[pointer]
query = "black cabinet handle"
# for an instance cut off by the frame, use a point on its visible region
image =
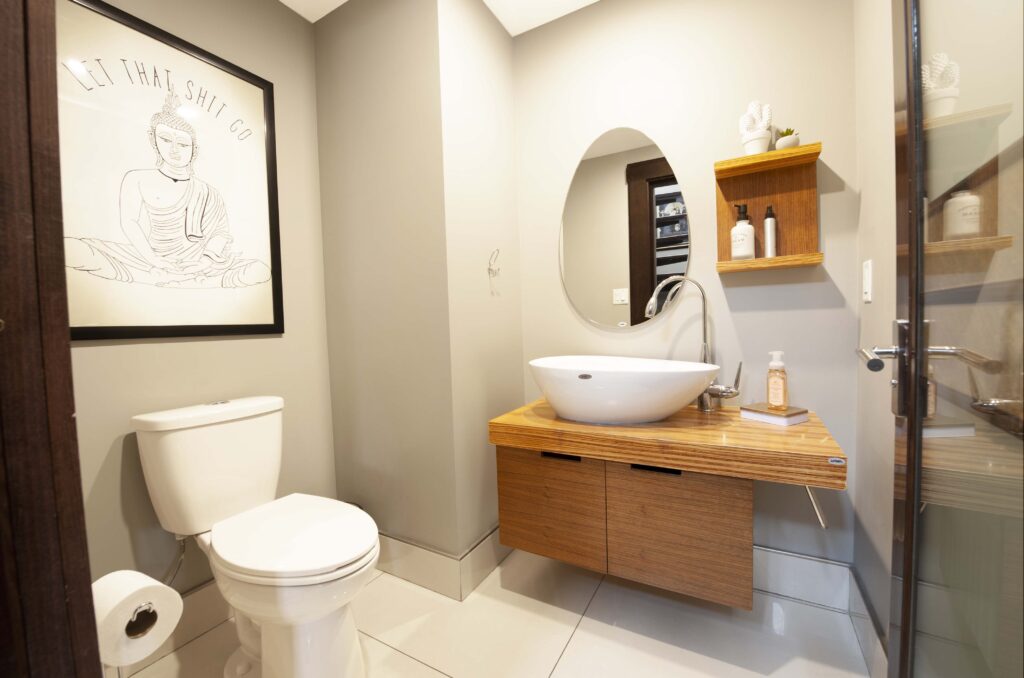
(558, 455)
(656, 469)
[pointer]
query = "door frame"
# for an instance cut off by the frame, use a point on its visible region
(641, 177)
(47, 624)
(909, 305)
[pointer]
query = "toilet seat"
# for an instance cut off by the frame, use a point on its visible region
(297, 540)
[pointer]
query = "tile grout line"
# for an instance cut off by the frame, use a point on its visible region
(579, 622)
(435, 669)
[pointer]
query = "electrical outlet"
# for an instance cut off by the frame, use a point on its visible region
(866, 283)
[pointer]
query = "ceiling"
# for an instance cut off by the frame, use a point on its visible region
(516, 15)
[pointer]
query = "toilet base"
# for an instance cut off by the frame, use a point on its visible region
(328, 647)
(241, 665)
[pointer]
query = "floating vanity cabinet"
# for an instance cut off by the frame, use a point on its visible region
(688, 533)
(669, 504)
(553, 505)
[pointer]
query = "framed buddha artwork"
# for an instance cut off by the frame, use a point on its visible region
(169, 183)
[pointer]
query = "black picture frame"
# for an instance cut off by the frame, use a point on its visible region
(176, 331)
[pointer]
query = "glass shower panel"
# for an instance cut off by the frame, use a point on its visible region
(970, 574)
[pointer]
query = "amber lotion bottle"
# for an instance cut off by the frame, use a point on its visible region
(778, 383)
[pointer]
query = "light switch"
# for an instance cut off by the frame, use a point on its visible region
(865, 293)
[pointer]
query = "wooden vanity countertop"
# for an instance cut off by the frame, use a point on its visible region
(720, 443)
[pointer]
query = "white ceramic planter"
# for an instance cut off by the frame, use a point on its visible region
(757, 142)
(787, 141)
(940, 102)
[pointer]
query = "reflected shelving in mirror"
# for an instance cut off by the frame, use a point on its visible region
(625, 227)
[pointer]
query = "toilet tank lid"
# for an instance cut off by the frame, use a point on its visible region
(208, 413)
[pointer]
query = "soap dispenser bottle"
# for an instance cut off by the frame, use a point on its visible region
(778, 383)
(769, 232)
(742, 236)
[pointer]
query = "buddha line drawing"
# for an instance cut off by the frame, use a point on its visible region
(175, 223)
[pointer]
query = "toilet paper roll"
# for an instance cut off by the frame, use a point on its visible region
(135, 615)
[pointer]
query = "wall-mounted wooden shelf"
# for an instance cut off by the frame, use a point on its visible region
(785, 179)
(983, 245)
(764, 162)
(790, 261)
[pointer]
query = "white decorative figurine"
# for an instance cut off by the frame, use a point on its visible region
(755, 127)
(939, 82)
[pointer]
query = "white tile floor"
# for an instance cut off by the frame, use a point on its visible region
(539, 618)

### Task item
Images stay out; the entries above are to be printed exactly.

### Task result
[pointer]
query = "black cabinet handle"
# for an instance cut off by the frame, use a point on its visible region
image =
(558, 455)
(656, 469)
[pointer]
query = "door frame"
# for an instance cut off by the frame, use a point on its visible region
(641, 177)
(47, 624)
(909, 305)
[pointer]
query = "toilet seat"
# for an instance cut off by the frame, use a point on its visible region
(297, 540)
[pointer]
query = "tile grout line"
# for an instance cut off by the frame, use a point on its visible region
(579, 622)
(435, 669)
[pointer]
query = "electrical outlet"
# for an instance cut off by the frame, use a point on its visible region
(866, 283)
[pointer]
query = "ceiling"
# for an instance cut off by the frame, use a point on its visible region
(516, 15)
[pointer]
query = "toilet base"
# for an instance cut off by the frame, use a point on its visible region
(328, 647)
(241, 665)
[pointer]
query = "floating vanity cabinet"
# for an instance cut off by the frame, use a point on its visible region
(688, 533)
(669, 504)
(553, 505)
[pointer]
query = "framed buddha artwork"
# for an instance cut off by the frame, use a point on its visible region
(169, 183)
[pointer]
query = "black picture frame"
# for an instance cut off by the frame, use a point on its visible region
(176, 331)
[pointer]
query = "glass shower panel"
# for an instance cut off by the frame, use a point on its visible region
(970, 574)
[pointer]
query = "amber lotion bottle"
# for an instance cut off by the frame, use a point on its visible region
(778, 383)
[pointer]
query = "light switch"
# for an instance cut off by the frame, use a point on its visible region
(865, 293)
[pointer]
query = "wooden vanity countertop"
# for an instance cut off by the frame, use a point on its visible region
(720, 443)
[pointer]
query = "white ceramic planter"
# for an instance cut off by the frame, use a point on its visible region
(757, 142)
(787, 141)
(940, 102)
[pointer]
query = "reflected shelving in mirror"
# for an instance cut off by the frame, use a point on its visible region
(625, 227)
[pointer]
query = "toilet tank lid"
# for an instance cut off by the frame, use a point on its visible region
(208, 413)
[pointer]
query = "soap dispenser bottle"
# for an instance cut off by the frame, use a point on its visible region
(778, 383)
(769, 232)
(742, 236)
[pointer]
query = "buddha line drawing"
# for an instance cut off by the frame, use a point on its visible region
(175, 223)
[pointer]
query = "toilet paper roll"
# for an instance cut off by the frame, use a point on its visible region
(135, 615)
[pointer]
query = "wall-mounted wooden shelf"
# for an instance cut off by the frame, use a point on its visible region
(785, 179)
(983, 245)
(764, 162)
(790, 261)
[pointer]
query = "white decorative figurine"
# for an instance cut off by the frame, use a point on its visible region
(755, 127)
(939, 82)
[pointer]
query = "white tile floor"
# for an instance cut off by the frame, use a point on its visible region
(539, 618)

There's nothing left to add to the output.